[Task details]
Your task is to repeat the records exactly from the line containing "Practice step: indicate the tree foliage" onward, through the final line.

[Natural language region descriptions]
BEGIN
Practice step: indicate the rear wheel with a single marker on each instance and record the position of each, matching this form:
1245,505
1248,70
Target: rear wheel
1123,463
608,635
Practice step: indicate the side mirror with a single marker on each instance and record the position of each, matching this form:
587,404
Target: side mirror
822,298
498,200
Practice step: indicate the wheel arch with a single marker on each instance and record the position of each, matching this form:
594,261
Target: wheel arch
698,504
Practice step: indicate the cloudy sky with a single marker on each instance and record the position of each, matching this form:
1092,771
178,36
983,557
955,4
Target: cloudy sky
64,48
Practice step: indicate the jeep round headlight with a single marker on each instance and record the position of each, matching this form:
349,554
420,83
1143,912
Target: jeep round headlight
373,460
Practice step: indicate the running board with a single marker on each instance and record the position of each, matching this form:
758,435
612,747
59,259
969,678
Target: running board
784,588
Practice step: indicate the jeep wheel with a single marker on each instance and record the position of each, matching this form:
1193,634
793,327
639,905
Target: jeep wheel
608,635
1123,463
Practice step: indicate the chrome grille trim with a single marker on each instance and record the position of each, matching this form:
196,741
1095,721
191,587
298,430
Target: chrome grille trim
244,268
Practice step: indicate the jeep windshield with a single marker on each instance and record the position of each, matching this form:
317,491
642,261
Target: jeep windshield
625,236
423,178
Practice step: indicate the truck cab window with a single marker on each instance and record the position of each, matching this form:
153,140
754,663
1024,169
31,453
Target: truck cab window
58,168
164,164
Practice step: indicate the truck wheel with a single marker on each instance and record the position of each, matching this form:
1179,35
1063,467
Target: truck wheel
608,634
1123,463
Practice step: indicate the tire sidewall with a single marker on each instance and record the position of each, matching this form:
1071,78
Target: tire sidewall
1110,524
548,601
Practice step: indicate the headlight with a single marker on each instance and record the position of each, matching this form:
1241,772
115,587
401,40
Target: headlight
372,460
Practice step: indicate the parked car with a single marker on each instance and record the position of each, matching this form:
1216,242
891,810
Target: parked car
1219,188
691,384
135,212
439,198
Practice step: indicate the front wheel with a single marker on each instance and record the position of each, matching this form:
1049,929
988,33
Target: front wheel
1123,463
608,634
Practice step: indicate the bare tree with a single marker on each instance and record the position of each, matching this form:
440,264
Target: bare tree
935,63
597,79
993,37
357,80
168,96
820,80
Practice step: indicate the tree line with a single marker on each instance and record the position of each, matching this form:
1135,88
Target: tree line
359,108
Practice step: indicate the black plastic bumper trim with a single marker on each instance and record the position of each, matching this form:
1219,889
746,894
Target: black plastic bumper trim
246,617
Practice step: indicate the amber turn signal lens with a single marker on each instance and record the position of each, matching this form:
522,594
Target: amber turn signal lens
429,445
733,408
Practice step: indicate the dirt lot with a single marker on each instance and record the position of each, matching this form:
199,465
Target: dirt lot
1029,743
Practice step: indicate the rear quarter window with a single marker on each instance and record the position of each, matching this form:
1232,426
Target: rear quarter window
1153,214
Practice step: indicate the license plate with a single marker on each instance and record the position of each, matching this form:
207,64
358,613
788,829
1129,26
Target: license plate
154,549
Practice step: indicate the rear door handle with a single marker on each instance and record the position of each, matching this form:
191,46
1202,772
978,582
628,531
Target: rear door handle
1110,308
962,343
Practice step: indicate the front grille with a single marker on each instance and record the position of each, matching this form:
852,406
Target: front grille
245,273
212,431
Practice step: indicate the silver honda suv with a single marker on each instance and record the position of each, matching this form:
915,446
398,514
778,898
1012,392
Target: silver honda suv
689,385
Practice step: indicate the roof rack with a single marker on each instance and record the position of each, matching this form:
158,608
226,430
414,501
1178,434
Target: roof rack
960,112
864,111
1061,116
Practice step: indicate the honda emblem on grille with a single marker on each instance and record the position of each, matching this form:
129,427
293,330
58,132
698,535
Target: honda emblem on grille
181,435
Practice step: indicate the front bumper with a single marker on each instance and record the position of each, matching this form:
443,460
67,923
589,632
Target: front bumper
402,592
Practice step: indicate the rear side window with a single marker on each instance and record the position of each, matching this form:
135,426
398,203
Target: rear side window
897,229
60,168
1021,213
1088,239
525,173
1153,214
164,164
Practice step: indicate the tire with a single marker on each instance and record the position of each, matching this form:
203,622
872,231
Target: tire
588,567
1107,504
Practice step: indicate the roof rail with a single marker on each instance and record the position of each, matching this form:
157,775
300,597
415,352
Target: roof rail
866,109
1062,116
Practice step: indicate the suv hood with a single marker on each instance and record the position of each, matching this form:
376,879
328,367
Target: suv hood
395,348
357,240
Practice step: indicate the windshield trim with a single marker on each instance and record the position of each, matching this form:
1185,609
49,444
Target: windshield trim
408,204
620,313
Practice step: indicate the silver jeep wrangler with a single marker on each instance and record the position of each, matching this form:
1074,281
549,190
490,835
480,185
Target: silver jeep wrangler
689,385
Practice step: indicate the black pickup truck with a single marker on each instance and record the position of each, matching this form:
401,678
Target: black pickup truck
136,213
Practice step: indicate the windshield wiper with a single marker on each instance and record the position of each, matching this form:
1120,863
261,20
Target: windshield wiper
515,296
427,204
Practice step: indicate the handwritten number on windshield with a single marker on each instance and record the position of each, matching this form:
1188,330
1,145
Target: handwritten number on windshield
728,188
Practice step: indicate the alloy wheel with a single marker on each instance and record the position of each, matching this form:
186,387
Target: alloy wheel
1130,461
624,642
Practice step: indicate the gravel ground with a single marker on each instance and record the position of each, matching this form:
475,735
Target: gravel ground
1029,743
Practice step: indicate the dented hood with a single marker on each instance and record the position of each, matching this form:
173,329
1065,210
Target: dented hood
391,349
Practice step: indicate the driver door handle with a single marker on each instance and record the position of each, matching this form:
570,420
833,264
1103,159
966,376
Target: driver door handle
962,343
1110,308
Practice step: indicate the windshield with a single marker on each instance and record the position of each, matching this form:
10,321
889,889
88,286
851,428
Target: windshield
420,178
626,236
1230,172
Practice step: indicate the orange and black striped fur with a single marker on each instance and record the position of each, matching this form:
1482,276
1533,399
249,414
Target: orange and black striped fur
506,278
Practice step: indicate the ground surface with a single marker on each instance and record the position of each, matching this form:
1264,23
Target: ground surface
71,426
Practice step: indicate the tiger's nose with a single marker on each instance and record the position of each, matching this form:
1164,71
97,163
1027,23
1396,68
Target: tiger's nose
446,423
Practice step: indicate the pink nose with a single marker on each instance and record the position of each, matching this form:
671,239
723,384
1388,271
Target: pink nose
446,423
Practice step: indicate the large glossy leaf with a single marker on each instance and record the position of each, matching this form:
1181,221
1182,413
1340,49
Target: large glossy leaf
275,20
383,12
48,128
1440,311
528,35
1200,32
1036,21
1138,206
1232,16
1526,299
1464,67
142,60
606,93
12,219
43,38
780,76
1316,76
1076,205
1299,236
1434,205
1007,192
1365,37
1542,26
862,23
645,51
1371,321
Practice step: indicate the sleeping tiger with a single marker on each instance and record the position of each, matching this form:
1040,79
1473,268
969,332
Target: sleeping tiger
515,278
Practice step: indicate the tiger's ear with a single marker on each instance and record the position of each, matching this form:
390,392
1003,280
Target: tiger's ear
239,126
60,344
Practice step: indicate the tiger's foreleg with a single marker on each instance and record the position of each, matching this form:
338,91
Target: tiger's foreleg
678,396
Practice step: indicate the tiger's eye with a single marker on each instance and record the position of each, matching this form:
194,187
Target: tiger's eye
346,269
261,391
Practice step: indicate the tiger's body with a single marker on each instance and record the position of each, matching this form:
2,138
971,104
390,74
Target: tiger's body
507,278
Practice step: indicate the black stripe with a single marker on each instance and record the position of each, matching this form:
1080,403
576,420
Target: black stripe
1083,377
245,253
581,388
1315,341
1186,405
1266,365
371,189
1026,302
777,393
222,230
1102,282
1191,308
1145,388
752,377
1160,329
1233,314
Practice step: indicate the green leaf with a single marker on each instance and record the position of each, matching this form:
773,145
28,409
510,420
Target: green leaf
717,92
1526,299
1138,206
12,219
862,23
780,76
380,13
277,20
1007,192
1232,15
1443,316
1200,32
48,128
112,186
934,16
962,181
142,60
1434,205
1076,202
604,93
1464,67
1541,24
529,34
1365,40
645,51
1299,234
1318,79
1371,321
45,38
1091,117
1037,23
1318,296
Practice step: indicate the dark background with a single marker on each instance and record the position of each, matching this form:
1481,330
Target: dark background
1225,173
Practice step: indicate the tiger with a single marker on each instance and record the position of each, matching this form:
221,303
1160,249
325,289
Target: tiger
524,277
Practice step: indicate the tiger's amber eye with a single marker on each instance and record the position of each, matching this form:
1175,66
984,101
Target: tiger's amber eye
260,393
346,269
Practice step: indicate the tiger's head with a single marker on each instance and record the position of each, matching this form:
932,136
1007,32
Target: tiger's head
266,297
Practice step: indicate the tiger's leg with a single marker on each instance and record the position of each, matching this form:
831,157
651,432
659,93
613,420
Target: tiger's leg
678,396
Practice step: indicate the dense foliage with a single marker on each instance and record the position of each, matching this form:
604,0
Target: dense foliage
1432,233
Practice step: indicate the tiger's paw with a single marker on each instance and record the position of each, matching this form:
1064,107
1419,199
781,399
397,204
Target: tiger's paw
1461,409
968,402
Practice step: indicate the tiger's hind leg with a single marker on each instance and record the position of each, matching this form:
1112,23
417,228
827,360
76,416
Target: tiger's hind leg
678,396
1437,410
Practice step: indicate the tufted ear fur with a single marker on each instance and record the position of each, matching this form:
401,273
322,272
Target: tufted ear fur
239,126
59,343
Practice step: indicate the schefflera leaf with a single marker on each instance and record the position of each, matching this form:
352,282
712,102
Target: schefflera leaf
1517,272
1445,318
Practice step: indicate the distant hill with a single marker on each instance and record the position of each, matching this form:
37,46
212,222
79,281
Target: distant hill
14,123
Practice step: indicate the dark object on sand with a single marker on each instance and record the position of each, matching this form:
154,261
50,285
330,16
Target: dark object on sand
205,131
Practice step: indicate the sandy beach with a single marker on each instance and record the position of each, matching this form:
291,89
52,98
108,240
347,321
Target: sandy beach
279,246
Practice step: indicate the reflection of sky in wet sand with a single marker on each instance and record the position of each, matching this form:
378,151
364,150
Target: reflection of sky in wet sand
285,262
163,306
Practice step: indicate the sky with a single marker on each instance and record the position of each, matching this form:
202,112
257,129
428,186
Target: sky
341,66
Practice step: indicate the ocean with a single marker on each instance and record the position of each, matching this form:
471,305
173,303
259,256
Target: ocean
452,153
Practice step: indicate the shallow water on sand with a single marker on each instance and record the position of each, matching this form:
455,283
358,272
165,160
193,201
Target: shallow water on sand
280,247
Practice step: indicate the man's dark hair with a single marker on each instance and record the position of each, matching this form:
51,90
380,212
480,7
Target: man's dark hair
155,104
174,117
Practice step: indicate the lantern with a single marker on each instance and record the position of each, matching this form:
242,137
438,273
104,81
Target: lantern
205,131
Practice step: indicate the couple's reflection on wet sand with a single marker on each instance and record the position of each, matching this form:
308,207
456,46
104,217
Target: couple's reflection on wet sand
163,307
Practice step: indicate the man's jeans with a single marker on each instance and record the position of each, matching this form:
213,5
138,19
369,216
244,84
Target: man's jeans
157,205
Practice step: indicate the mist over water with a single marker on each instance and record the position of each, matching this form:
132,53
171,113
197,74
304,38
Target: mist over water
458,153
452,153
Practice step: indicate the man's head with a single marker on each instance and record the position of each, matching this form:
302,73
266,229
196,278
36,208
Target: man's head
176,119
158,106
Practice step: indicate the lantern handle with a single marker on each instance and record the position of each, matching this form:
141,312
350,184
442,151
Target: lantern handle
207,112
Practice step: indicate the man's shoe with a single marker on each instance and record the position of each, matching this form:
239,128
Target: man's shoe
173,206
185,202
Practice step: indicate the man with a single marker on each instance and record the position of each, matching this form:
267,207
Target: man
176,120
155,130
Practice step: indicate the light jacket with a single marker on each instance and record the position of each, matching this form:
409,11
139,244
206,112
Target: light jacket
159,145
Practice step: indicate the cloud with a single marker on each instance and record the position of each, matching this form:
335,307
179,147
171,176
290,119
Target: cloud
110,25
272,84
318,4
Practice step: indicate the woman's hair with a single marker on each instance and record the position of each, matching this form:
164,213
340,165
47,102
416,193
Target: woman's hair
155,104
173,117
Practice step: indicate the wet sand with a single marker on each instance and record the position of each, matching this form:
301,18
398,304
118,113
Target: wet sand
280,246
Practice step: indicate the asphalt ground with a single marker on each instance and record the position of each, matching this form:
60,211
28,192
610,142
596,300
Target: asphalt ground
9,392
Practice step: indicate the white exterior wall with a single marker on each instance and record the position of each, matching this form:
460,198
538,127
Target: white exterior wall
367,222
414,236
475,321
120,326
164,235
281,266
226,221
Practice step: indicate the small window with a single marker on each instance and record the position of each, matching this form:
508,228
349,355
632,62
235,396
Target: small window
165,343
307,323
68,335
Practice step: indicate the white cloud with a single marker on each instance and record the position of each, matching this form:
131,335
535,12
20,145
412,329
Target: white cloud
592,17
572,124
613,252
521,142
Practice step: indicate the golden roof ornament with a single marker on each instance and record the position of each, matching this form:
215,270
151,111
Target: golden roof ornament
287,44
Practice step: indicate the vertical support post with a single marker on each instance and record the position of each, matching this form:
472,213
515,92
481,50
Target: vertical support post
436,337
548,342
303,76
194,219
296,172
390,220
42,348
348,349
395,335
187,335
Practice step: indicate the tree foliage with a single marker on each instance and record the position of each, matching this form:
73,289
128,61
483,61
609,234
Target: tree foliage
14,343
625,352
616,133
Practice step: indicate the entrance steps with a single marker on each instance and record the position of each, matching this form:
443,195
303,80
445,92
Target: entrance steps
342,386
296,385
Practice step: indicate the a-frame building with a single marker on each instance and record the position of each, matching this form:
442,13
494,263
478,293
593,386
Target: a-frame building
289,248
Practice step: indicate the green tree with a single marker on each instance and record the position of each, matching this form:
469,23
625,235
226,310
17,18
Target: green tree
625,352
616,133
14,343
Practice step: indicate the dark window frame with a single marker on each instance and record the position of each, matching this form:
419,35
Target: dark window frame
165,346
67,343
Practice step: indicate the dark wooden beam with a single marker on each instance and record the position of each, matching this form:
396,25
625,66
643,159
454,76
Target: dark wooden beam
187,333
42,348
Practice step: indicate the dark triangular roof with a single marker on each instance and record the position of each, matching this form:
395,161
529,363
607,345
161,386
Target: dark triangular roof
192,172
END
[Answer to the problem]
Practice step: indicate the tree foliage with a single marker on each instance and record the position of each, matching this form:
73,289
128,61
483,61
609,234
Target: tree foliage
14,343
625,352
616,133
Practice step: indicate the entrance steps with a single marker on each instance and record the position of each, matching this form:
443,195
303,80
445,92
Target: entrance steps
342,386
296,385
Practice step: indicate the a-frame building with a single marker on each instance and record the position of each, matching this form:
442,13
494,263
478,293
593,386
Target: a-frame building
289,248
Practice step: indicate the green tree with a single marker on each instance and record the position of each, matching this form:
469,23
625,235
226,310
17,18
Target: green tree
625,352
616,133
14,343
Practice step: indicate the dark window frame with a single marker on each instance and record the position of each, matching this form:
419,35
Target: dark window frame
165,346
67,343
Practice step: indicate the dark wooden beam with a single marker on each instance and record the position of each, matching this form:
396,25
625,66
643,159
454,76
Target: dark wooden beam
187,333
42,348
Practice step: indicate the dark triangular roof with a single marker on each instance and record the position of each, matching this form:
395,161
529,363
607,345
161,386
Target: dark triangular roof
192,172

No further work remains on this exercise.